-- Schriftliche Aufgabe 1 --
In welchem Jahr wurde laut dem Interview mit Phyllis Omido die Bleihütte in Owino Uhuru geschlossen?

Im Interview: Phyllis Omido (Center for Justice, Governance and Environmental Action)

Christiane Weihe

Mitten in Owino Uhuru, einem Slum im kenianischen Mombasa, machte eine Bleihütte die Menschen krank. Auch King David, den Sohn von Phyllis Omido. Sie war angestellt in dem Unternehmen, das die Gemeinde durch verantwortungslose Praktiken sowie mangelnden Schutz von Arbeitern und Umwelt bei der Gewinnung von Blei aus alten Autobatterien sukzessive vergiftete. Omido kämpfte jahrelang für die Schließung der Bleihütte, gründete dafür die NGO Center for Justice, Governance and Environmental Action. Sie brachte Schritt für Schritt die Gemeinde und betroffene Arbeiter auf ihre Seite, erhielt schließlich auch die Unterstützung internationaler Organisationen. Im Jahr 2014 ihr erster großer Sieg: Die Bleihütte wurde geschlossen. 2015 gewann Phyllis Omido für ihr Engagement einen der weltweit wichtigsten Umweltpreise, den Goldman Environmental Prize, auch Umwelt-Nobelpreis genannt. Doch ihr Kampf gegen die Vergiftung von Menschen ist noch lange nicht vorbei.

Am Anfang Ihres Kampfes gegen die Bleihütte – wie ist es Ihnen gelungen, Unterstützung zu mobilisieren?

Zu Beginn war es ein sehr einsamer Weg, aber nach und nach konnte ich die Menschen überzeugen, dass sie sich wehren müssen. Die Frauen sahen ja, dass ihre Kinder krank wurden. Als ich erreichen konnte, dass nach meinem Sohn drei weitere Kinder auf Bleivergiftung getestet wurden – und die Tests positiv ausfielen – fingen die Bewohner an, zuzuhören. Als einer der Arbeiter an Bleivergiftung starb, hörten auch seine Kollegen zu und begannen, sich testen zu lassen.

Wie ist die Situation heute, nach der Schließung?

Noch immer leiden viele Menschen unter den Nachwirkungen der Bleihütte. Unsere Böden und Gewässer sind nach wie vor verseucht, so gelangen die gefährlichen Stoffe weiterhin in unsere Nahrung. Immer wieder beerdigen wir Menschen, die an Bleivergiftungen sterben. 800 Menschen wurden bereits auf Bleivergiftung getestet, davon drei Viertel positiv.

Was sind heute Ihre zentralen Forderungen?

-- Schriftliche Aufgabe 2 --
Übernimm aus den Einträgen unverändert die Zeilen zwischen der Zeile mit „on the tall“ und der Zeile mit „x=426, y=172“, beide eingeschlossen.

-- Einträge aus einer Sammlung --
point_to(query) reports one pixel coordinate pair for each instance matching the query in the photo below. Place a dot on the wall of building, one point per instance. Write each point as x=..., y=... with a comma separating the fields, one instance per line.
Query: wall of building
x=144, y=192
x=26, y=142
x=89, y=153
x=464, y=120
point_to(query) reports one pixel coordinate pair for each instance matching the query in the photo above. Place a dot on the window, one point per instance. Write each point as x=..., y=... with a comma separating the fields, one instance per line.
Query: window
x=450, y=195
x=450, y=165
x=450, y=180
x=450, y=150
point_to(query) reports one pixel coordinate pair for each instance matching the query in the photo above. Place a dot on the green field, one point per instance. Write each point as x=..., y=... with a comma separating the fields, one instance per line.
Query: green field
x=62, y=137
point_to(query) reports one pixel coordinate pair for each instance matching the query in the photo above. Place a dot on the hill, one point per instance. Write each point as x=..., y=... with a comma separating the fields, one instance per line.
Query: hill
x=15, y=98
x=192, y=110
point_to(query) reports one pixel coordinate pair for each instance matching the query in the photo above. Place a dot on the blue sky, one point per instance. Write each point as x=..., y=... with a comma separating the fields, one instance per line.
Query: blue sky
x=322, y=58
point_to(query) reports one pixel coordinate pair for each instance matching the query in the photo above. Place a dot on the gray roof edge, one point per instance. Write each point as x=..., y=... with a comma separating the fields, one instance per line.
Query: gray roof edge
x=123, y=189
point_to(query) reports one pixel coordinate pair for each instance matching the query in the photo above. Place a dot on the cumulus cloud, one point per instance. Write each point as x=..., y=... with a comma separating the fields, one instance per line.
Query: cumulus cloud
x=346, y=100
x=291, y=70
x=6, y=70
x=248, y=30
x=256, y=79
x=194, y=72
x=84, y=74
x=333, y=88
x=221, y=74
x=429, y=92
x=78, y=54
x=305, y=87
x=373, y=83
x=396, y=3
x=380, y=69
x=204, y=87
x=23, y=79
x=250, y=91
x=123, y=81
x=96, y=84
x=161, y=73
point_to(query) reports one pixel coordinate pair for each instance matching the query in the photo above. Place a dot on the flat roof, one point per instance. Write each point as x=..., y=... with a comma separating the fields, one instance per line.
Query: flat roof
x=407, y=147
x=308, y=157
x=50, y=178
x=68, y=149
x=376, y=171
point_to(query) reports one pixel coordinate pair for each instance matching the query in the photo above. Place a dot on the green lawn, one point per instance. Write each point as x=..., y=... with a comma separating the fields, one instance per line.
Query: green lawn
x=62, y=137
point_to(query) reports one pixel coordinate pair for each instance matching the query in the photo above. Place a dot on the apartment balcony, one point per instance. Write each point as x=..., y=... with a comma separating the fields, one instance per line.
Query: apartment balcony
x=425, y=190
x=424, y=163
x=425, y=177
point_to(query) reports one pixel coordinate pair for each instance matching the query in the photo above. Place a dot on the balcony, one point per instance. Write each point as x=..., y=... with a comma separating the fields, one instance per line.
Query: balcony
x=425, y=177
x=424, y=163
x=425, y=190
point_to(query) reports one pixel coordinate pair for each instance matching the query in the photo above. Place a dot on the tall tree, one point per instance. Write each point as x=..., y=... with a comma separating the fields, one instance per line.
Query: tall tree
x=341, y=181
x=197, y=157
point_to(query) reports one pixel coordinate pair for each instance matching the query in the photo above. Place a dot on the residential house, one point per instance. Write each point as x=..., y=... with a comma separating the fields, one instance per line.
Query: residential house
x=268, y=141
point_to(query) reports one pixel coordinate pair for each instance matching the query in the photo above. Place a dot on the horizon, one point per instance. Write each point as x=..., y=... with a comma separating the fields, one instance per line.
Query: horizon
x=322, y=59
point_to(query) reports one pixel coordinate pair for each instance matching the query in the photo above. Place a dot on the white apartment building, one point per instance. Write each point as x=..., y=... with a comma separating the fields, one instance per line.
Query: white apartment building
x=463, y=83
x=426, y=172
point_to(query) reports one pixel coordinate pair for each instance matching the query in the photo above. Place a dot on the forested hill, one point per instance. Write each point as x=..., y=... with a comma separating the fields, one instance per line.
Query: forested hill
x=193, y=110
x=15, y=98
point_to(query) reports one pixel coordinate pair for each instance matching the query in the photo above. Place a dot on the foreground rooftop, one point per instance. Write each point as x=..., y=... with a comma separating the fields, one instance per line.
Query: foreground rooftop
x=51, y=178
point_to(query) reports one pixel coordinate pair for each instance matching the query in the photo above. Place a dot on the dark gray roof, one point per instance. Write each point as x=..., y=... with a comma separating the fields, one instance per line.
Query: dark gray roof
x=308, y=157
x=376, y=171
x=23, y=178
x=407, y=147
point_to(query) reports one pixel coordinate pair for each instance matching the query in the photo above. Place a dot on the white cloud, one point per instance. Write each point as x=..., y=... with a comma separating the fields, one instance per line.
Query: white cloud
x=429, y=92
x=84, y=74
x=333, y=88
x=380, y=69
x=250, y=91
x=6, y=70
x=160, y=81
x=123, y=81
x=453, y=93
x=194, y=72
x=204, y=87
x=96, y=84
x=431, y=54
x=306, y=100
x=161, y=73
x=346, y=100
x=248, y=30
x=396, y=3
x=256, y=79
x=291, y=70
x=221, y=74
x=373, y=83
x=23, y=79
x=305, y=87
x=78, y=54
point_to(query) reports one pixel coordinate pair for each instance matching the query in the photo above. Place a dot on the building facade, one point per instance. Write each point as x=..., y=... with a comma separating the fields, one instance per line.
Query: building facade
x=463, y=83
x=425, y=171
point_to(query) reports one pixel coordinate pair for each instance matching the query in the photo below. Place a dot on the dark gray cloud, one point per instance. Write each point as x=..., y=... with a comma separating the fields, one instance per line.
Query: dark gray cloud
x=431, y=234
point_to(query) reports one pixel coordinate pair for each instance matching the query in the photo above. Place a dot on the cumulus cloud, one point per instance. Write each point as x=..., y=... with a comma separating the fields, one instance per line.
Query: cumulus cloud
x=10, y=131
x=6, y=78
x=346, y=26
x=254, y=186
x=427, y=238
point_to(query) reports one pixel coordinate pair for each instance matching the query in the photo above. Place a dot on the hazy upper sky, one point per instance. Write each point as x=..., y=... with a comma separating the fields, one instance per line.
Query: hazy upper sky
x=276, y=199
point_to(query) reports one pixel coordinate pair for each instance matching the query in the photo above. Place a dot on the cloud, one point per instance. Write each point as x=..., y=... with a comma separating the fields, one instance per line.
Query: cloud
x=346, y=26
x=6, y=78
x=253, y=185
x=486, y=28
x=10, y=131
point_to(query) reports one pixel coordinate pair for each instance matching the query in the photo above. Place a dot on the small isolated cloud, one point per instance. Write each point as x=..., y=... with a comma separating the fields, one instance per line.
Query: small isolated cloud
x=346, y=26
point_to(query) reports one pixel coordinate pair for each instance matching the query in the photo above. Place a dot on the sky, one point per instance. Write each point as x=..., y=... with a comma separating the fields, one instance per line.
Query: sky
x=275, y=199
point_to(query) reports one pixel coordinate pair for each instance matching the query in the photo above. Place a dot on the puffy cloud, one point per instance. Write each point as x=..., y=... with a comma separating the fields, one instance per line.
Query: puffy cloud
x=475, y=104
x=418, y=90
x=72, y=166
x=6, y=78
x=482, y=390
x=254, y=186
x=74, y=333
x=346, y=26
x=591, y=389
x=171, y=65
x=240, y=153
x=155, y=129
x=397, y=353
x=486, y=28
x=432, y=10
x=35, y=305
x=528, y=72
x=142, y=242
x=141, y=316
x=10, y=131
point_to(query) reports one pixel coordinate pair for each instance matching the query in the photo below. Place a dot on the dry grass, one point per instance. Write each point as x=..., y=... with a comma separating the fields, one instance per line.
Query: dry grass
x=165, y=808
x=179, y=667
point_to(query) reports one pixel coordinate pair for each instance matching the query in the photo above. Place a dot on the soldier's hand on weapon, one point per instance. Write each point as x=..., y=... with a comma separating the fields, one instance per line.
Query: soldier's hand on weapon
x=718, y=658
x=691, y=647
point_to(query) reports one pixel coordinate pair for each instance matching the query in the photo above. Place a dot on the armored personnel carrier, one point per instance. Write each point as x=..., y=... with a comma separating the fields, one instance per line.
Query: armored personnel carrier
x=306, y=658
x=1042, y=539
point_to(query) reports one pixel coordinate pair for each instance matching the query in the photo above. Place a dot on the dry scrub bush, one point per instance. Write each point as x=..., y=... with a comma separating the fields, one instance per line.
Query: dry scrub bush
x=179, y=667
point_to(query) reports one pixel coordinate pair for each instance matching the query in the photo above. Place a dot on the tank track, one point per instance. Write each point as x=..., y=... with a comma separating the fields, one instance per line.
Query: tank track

-- Ausgearbeitete Antwort 1 --
Im Jahr 2014.

-- Ausgearbeitete Antwort 2 --
point_to(query) reports one pixel coordinate pair for each instance matching the query in the photo above. Place a dot on the tall tree, one point per instance. Write each point as x=..., y=... with a comma separating the fields, one instance per line.
Query: tall tree
x=341, y=181
x=197, y=157
point_to(query) reports one pixel coordinate pair for each instance matching the query in the photo above. Place a dot on the residential house, one point per instance. Write each point as x=..., y=... with a comma separating the fields, one instance per line.
Query: residential house
x=268, y=141
point_to(query) reports one pixel coordinate pair for each instance matching the query in the photo above. Place a dot on the horizon, one point per instance. Write each point as x=..., y=... with a comma separating the fields, one instance per line.
Query: horizon
x=322, y=59
point_to(query) reports one pixel coordinate pair for each instance matching the query in the photo above. Place a dot on the white apartment building, one point per instance. Write each point as x=..., y=... with a comma separating the fields, one instance per line.
Query: white apartment building
x=463, y=83
x=426, y=172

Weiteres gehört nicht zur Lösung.